# Vektor-Grafik in Photoshop "wölben"



## Catja SC (19. Juni 2006)

HaliHallo,

ich habe ein Illustrator-eps Logo (mit Schrift die in Pfade umgewandeltsind.) erstellt.
dieses Logo muß ich nun auf einen Maschine  in Photoshop montieren. Wenn ich das platzierte Logo allerdings verzerre (die Maschine ist nämlich leicht gewölbt) verzerren sich die buchstaben meines Logos ! Und das will ich nun wirklich nicht. Ich danke schon jetzt für Hilfe.
Lieben gruß
Catja SC


----------



## Alexander Groß (19. Juni 2006)

Hast du PS CS2? Dann kannst du so bewerkstelligen:

Ebene mit dem Logo aktiveren.
Strg+T 
In das Logo mit Rechtsklick der Maus
"Verkrümmen" auswählen und damit anpassen.

Alex

PS: Es ist möglich das es auch schon mit früheren PS Versionen funktioniert, da ich aber CS2 habe kann ich es leider nicht sicher sagen.


----------



## Catja SC (19. Juni 2006)

Ich abe garkeine rechte MausTaste . Weißt du vielleicht, was der rechten maustaste beim Mac entspricht

Danke

CatjaSC


----------



## Catja SC (19. Juni 2006)

::::

### Aufgaben
**A)** Fasse den Forumsverlauf zum Wölben einer Vektorgrafik in Photoshop in drei Sätzen zusammen.
**B)** Liste alle Arbeitsschritte auf, die Alexander Groß im Forumsverlauf für Photoshop CS2 angibt.
**C)** Schreibe den Forumsverlauf zum Wölben einer Vektorgrafik in Photoshop weiter, beginnend mit dem Text des zuletzt angekündigten Beitrags von Catja SC.
Die Zeilen spielen hierfür keine Rolle.

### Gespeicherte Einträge
::::

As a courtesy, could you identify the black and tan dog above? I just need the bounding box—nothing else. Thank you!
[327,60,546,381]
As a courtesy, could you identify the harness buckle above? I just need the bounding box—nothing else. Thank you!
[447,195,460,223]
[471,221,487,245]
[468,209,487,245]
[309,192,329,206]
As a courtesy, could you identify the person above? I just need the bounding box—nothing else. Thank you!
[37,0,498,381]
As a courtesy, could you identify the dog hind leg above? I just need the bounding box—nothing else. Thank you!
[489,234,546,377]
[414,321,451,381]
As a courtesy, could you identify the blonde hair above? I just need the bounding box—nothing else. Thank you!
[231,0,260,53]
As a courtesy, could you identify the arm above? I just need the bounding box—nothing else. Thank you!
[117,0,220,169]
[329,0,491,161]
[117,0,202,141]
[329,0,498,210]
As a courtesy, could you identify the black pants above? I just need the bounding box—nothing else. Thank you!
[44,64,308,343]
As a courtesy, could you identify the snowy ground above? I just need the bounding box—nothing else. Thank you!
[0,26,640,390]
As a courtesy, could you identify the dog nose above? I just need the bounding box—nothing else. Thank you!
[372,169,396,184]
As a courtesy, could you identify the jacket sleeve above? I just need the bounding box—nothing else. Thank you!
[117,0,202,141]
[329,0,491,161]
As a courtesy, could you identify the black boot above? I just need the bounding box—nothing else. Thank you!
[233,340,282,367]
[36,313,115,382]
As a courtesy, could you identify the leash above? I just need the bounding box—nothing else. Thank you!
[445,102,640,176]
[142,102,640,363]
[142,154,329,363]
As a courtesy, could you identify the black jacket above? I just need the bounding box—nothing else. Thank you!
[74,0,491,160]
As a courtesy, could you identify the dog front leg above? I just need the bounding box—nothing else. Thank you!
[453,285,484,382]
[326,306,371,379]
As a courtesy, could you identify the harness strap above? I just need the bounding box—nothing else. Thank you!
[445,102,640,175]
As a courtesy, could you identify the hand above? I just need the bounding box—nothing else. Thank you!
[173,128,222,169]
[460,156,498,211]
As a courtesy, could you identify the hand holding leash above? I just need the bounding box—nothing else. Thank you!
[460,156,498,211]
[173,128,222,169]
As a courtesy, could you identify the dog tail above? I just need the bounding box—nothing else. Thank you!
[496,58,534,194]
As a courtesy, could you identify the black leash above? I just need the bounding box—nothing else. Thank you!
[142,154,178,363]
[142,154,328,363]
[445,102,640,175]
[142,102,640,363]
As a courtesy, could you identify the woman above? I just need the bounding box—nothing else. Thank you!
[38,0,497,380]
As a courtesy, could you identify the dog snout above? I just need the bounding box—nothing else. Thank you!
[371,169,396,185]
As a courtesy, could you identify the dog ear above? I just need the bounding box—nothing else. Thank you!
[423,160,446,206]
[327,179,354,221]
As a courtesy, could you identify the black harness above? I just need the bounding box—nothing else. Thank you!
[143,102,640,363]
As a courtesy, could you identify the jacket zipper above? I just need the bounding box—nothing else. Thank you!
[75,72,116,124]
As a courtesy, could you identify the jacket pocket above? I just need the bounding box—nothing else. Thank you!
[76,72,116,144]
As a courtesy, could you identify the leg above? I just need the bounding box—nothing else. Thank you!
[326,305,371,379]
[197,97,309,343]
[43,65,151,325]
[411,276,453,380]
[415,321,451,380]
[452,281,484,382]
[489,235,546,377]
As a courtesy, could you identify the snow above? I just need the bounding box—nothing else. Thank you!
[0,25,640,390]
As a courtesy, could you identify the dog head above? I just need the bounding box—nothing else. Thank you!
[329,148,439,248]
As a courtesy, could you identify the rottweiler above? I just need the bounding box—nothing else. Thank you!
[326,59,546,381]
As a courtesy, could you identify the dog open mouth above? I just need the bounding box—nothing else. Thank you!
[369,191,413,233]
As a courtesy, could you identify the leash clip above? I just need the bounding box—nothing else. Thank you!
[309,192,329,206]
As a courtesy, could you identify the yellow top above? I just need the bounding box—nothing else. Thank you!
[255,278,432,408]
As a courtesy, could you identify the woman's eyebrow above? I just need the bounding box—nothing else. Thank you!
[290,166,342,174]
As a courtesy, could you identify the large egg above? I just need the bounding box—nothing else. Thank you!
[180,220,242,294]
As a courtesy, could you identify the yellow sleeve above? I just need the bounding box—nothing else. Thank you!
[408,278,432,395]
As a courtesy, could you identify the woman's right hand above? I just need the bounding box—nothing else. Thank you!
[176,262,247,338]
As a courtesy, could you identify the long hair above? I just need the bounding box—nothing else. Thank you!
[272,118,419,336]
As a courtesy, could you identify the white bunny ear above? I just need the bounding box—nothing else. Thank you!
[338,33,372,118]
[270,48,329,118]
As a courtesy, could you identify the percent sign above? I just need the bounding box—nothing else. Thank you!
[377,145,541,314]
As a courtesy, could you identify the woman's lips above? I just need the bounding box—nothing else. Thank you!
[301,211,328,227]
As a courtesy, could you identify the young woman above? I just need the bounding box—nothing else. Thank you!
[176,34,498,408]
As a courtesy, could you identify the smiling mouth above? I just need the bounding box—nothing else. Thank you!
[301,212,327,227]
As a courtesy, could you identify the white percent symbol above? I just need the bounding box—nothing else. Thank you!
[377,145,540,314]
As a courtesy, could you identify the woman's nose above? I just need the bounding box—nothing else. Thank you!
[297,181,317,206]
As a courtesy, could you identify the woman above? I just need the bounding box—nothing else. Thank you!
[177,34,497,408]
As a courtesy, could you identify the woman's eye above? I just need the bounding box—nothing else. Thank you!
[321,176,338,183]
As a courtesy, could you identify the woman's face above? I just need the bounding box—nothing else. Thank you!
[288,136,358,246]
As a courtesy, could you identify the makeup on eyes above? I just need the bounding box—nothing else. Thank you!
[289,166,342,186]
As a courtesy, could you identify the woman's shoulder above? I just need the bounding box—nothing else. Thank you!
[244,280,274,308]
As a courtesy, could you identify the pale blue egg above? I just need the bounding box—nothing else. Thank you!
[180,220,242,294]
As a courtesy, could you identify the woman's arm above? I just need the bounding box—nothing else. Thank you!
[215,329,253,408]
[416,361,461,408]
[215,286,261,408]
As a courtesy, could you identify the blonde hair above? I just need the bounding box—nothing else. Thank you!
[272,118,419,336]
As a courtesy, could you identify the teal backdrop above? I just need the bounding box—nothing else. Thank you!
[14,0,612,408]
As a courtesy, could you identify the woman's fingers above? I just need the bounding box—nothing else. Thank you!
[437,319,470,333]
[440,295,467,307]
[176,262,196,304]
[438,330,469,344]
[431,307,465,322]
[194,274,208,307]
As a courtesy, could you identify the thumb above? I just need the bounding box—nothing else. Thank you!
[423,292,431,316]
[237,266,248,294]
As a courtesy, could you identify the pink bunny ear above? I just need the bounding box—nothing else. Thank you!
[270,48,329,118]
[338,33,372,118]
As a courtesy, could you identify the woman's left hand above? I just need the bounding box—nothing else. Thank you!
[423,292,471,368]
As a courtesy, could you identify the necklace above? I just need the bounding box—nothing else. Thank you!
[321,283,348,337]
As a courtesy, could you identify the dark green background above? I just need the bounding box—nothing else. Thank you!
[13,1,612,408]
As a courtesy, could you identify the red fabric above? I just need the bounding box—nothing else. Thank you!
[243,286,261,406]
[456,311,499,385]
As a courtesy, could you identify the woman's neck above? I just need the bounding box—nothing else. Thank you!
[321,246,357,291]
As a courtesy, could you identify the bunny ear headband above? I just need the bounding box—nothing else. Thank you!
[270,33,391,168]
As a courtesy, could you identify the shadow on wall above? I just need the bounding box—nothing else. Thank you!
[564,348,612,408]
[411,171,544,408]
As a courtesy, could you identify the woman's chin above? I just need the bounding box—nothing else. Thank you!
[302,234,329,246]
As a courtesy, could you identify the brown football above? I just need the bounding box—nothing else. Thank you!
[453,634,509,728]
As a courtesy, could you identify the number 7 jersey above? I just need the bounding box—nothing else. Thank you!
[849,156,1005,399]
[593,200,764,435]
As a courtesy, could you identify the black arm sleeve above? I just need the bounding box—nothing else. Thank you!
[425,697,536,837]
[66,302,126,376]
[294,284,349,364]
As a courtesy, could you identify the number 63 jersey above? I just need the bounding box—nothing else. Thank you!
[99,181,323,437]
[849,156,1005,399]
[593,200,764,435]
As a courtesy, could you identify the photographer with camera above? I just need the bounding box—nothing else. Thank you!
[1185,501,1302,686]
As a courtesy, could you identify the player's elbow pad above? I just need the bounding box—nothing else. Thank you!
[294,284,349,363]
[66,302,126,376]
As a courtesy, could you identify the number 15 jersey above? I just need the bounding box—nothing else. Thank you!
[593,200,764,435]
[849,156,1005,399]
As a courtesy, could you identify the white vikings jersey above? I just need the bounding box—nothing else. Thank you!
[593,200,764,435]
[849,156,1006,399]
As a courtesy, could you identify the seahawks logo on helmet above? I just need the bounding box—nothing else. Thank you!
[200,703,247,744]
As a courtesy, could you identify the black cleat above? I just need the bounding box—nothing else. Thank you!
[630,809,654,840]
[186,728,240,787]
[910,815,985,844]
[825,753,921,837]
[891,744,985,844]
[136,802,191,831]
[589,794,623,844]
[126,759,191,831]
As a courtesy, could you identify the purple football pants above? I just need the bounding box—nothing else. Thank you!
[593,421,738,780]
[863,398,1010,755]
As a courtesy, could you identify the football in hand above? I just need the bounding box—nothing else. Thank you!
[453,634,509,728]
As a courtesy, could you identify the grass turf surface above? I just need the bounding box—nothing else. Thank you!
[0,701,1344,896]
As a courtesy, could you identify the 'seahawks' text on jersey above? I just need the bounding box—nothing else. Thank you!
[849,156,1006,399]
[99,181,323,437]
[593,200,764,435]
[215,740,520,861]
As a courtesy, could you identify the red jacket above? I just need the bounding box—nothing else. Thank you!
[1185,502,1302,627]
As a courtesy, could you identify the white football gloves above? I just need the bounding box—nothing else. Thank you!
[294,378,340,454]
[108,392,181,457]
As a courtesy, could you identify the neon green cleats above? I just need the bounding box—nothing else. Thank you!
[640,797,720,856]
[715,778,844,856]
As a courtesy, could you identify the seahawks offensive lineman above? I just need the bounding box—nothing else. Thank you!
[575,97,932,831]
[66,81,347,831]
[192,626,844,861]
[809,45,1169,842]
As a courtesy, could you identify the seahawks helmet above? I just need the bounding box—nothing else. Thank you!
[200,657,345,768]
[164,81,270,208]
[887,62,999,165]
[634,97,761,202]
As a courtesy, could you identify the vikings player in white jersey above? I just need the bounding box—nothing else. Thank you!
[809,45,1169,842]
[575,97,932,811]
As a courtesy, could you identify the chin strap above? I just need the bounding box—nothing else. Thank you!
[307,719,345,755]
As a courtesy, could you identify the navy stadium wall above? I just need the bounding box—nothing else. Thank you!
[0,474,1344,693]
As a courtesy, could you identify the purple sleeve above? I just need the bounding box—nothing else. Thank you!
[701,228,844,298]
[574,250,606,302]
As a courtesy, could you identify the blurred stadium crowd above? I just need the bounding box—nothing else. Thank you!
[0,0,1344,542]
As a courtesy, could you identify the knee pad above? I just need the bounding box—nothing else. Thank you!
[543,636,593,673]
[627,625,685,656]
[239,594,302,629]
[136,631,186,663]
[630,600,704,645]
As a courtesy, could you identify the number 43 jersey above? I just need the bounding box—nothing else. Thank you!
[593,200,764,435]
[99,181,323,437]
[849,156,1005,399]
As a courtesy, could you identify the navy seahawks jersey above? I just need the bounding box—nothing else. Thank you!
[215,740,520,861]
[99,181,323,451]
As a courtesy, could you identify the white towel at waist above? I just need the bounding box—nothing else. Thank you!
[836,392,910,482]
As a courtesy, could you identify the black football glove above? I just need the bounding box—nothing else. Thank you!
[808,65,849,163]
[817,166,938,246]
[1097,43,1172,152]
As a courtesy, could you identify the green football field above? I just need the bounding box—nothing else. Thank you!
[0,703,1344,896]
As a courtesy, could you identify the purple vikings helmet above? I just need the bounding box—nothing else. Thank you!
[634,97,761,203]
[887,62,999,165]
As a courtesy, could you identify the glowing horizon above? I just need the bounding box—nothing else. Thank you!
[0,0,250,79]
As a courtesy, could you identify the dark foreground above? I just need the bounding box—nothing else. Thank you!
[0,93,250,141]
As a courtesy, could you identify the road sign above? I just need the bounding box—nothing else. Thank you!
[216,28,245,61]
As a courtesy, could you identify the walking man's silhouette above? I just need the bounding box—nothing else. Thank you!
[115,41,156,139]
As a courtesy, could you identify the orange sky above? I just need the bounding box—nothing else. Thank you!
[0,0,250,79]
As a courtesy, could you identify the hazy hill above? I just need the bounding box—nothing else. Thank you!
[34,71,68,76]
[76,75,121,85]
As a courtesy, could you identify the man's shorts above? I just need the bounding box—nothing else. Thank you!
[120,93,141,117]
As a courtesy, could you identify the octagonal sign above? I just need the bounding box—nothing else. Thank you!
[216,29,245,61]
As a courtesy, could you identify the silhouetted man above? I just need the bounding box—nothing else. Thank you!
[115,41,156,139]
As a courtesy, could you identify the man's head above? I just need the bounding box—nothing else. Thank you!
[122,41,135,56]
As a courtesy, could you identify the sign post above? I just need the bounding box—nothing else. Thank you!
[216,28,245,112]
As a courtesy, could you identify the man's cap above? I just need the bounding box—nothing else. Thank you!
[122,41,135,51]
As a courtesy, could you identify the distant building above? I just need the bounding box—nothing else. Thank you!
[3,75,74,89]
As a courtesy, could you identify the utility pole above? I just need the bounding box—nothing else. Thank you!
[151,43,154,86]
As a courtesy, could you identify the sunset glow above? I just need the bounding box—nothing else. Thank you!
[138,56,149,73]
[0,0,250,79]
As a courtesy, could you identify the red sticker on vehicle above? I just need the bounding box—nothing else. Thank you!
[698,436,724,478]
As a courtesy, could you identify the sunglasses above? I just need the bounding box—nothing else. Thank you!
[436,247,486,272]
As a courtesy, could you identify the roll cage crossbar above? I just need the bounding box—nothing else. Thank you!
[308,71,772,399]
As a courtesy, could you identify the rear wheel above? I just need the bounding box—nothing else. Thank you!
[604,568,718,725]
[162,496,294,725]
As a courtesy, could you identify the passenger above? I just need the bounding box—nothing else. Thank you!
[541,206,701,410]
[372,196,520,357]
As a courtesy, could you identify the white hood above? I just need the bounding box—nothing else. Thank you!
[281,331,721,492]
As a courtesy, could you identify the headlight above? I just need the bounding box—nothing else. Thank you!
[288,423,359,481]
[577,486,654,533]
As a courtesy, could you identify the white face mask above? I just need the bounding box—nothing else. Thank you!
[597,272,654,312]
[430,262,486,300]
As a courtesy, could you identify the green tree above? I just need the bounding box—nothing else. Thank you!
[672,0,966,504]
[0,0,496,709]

::::

### Ergebnisse je Aufgabe
**A)** Catja SC möchte ein in Illustrator erstelltes EPS-Logo, dessen Schrift in Pfade umgewandelt ist, in Photoshop auf eine leicht gewölbte Maschine montieren, doch beim Verzerren verzerren sich auch die Buchstaben. Alexander Groß empfiehlt für Photoshop CS2, die Ebene mit dem Logo zu aktivieren, Strg+T zu drücken, per Rechtsklick ins Logo „Verkrümmen“ auszuwählen und das Logo damit anzupassen. Catja SC antwortet, dass sie keine rechte Maustaste habe, und fragt, was der rechten Maustaste beim Mac entspricht.

**B)**
- Ebene mit dem Logo aktivieren
- Strg+T drücken
- Mit der rechten Maustaste in das Logo klicken
- „Verkrümmen“ auswählen und das Logo damit anpassen

**C)**
Das mit der Rechten Maustaste ist mir wieder eingefallen. CTRl und Mausstaste.

Aber ich habe keine Option von "Verkrümmen" (Photoshop 7).

gehts auch noch anders?

CatjaSC


----------



## Alexander Groß (19. Juni 2006)

Wenn du den Filter "verflüssigen" hast könntest du es damit probieren, ist aber bei weitem nicht so flexibel.

Alex


----------



## Catja SC (19. Juni 2006)

Hab den Verflüssigungsfilter zwar (aber noch nie benutzt). Ich hab das Aufblasen-Werkzeug versucht. Da tut sich aber garnichts.

Gehts nicht vielleicht irgendwie mit sowas wie nem Linseneffekt.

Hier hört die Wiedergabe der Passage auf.